** Begin Quoted passage **

In the 40-odd years that America and the Soviet Union faced off in the cold war, the people who presumed to run the world started with the knowledge that it was too dangerous, and possibly even suicidal, to attack one another. But the struggle was fierce, and what that meant in practice was that the competition played out in impoverished places like Cuba and Angola, where the great statesmen vied, eyed and subverted one another, and sometimes loosed their local proxies, all in the name of maintaining the slippery but all-important concept known as the balance of power.
The peace held, of course — that is, the larger peace. The United States and the Soviet Union never came to blows, and the nuclear-tipped missiles never left their silos. For the third world, where the competition unfolded, it was another matter entirely. The wreckage spread far and wide, in toppled governments, loathsome dictators, squalid little wars and, here and there, massacres so immense that entire populations were nearly destroyed.
In “The Blood Telegram: Nixon, Kissinger, and a Forgotten Genocide,” Gary J. Bass, a professor of politics at Princeton, has revived the terrible and little-known story of the birth of Bangladesh in 1971, and of the sordid and disgraceful White House diplomacy that attended it. This is a dark and amazing tale, an essential reminder of the devastation wrought by the hardhearted policy and outright bigotry that typified much of the diplomacy of the cold war. It is not a tale without heroes, though; a number of American diplomats — most especially a man named Archer Blood — risked and even sacrificed their careers by refusing to knuckle under to the White House and telling the truth about what was happening on the ground.
The story begins, as do so many in our modern world, with the end of the British Empire. In 1947, when the British quit India, they lopped off its majority Muslim flanks in the east and west. At the time, the partition unfolded in a frenzy of murder and expulsion, leaving a million people dead. Pakistan emerged as one of the largest countries in the world, but improbably divided into two parts by more than a thousand miles of Indian territory. When you look at a map from that time, you have to wonder what on earth the cartographers were thinking.
Pakistan carried on for 23 years like that, with the more numerous Bengalis in the east feeling increasingly neglected by their Punjabi brethren in the west, where the capital was. Things came to a head in December 1970, when Sheik Mujib-ur-Rahman, a pipe-smoking Bengali leader, and his party, the Awami League, won the elections on the promise of autonomy for East Pakistan. (Whatever he wanted privately, he did not call for independence.) Rahman never got a chance to form a government. Gen. Agha Muhammad Yahya Khan, egged on by Zulfiqar Ali Bhutto, the second-place finisher, arrested Rahman and ordered the army to crush the Bengalis. Dominated by Punjabis, the army moved brutally, shooting and detaining Bengali leaders, intellectuals and anyone who opposed them.

** End Quoted passage **

Stated exercise —
In the review of the book on Bangladesh's birth, which party won the elections of December 1970? The lines that follow are drawn from a separate source unrelated to the review.

** Begin Entries provided **

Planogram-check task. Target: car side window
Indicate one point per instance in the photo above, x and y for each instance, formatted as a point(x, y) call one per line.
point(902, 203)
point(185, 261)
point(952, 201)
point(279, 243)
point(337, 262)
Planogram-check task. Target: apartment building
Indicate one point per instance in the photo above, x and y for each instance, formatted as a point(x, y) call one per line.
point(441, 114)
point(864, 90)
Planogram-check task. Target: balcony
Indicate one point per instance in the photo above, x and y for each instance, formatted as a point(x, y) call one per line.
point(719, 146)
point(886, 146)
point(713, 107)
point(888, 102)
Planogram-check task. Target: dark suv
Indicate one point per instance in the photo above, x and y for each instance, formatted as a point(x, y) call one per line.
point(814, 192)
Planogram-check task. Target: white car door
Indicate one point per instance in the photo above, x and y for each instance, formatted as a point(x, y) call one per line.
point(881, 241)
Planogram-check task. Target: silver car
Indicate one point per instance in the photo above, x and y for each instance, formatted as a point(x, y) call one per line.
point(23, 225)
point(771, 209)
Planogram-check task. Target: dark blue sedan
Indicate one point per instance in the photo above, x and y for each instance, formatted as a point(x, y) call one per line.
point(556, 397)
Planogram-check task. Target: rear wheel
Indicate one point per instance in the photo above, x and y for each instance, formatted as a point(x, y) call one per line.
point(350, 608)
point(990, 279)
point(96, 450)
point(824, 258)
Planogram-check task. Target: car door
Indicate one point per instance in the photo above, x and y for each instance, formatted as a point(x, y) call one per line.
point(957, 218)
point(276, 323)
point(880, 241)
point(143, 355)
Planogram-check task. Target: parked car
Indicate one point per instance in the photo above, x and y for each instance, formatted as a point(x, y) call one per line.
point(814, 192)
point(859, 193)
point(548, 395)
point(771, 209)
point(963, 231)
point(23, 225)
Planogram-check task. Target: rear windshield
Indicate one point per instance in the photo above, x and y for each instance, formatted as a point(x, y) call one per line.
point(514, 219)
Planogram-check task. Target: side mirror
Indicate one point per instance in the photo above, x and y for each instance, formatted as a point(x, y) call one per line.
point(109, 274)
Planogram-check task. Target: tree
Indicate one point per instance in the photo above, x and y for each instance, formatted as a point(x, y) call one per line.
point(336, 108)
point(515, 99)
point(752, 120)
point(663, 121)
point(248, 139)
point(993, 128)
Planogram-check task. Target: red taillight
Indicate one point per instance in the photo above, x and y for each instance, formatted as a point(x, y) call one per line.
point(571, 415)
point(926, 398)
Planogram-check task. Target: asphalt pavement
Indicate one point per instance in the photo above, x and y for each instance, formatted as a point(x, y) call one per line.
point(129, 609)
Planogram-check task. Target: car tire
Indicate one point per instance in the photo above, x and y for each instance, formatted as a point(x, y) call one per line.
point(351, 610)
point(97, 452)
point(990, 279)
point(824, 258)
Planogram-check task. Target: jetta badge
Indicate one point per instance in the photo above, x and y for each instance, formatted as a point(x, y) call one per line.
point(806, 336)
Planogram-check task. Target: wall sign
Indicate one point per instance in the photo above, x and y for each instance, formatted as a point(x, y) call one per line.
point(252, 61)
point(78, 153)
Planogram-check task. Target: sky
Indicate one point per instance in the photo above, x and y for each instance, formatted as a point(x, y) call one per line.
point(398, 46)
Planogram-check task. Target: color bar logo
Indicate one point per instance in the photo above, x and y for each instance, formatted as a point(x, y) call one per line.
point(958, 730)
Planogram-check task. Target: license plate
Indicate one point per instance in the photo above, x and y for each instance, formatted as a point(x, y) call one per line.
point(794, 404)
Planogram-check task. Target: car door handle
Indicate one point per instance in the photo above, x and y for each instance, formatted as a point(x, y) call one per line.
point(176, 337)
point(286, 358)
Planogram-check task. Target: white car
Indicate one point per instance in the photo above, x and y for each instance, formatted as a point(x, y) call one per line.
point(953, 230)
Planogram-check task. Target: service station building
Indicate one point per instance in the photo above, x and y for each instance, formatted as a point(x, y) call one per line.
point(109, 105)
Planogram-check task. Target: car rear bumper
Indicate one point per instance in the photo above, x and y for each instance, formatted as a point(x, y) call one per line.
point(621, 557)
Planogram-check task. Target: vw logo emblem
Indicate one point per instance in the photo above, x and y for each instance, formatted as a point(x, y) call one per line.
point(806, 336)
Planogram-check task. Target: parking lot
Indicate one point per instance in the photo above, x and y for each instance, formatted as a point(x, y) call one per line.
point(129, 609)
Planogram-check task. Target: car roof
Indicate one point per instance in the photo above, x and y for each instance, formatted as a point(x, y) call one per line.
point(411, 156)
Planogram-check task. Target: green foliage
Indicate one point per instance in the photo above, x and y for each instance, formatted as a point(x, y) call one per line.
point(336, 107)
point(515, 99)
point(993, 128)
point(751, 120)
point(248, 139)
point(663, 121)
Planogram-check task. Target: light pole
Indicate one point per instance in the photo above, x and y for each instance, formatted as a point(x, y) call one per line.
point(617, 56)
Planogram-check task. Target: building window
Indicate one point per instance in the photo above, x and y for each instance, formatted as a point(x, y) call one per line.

** End Entries provided **

Answer to this exercise —
The Awami League, led by Sheik Mujib-ur-Rahman.